### Instructions for the task
Swap "marker" for "dot" in the lines starting at the one that contains "In this exercise you will spot the concrete" and ending at the one that contains "<point>481,58</point>". Reproduce only those lines, with everything else unchanged.

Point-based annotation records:
• • • • • • •

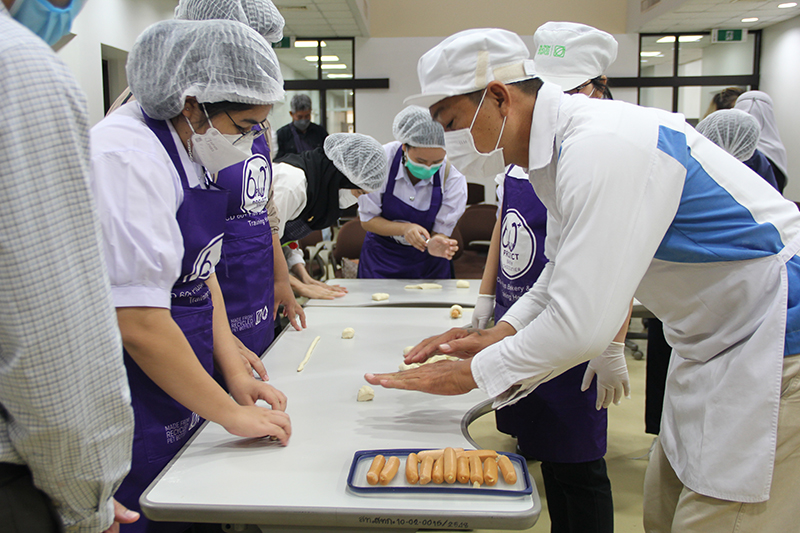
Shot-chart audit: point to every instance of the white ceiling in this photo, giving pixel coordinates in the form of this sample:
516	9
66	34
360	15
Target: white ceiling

• • • • • • •

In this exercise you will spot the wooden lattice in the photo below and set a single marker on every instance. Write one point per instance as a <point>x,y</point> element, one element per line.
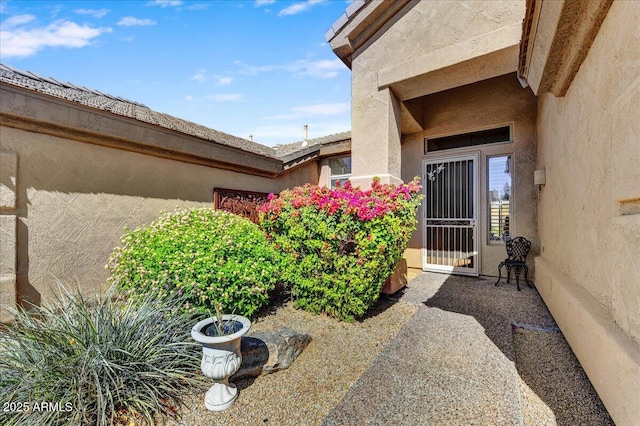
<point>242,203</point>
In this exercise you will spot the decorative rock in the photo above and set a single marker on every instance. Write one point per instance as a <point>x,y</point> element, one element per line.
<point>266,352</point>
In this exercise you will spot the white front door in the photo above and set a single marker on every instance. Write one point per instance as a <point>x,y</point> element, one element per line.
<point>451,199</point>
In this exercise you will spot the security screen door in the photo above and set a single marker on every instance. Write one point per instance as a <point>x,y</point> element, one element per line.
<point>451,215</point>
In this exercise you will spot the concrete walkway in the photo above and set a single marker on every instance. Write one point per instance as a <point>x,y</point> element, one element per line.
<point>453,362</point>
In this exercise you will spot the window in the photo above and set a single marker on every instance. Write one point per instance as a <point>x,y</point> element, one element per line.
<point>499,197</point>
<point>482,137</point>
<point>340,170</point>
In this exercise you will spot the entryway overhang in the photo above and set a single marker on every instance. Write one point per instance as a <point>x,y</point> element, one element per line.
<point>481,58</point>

• • • • • • •

### Exercise output
In this exercise you will spot the concrete walkway in the photo above and set a single dot on every instance. Write one point per instance as a <point>x,y</point> element, one element per line.
<point>453,362</point>
In this exercise you will spot the window in the photo above and set a single dot on every instance. Write one point per instance as a <point>x,y</point> element, one element per line.
<point>499,197</point>
<point>482,137</point>
<point>340,170</point>
In this exercise you will spot the entryway overhang in the photo above and set a single dot on every instance. Write one point per instance as a <point>x,y</point> element, one element per line.
<point>481,58</point>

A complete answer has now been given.